::: ENTRIES SHOWN

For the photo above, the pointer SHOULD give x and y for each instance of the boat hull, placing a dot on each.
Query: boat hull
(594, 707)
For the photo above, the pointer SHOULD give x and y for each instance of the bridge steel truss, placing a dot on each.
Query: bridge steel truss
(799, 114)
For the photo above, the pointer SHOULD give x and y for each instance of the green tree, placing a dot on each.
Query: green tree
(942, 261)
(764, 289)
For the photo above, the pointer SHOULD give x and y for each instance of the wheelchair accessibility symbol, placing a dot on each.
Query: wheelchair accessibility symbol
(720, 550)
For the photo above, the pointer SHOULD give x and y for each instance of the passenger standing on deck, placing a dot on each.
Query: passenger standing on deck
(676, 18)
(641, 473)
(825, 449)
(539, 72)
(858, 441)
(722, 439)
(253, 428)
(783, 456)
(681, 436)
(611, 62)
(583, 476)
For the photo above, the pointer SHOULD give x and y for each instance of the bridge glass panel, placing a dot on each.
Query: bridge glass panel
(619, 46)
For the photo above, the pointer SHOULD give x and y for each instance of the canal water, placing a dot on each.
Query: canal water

::::::

Set down exactly, and only, the lines from the one containing "panel, placing a dot on each." to the final line of the data.

For the photo above, the pointer SHOULD give x and y for each instance of the bridge glass panel, placing a dot on each.
Query: bridge glass panel
(619, 46)
For the photo above, the pointer SHOULD give x and y for each instance of the canal water, placing a dot on each.
Query: canal water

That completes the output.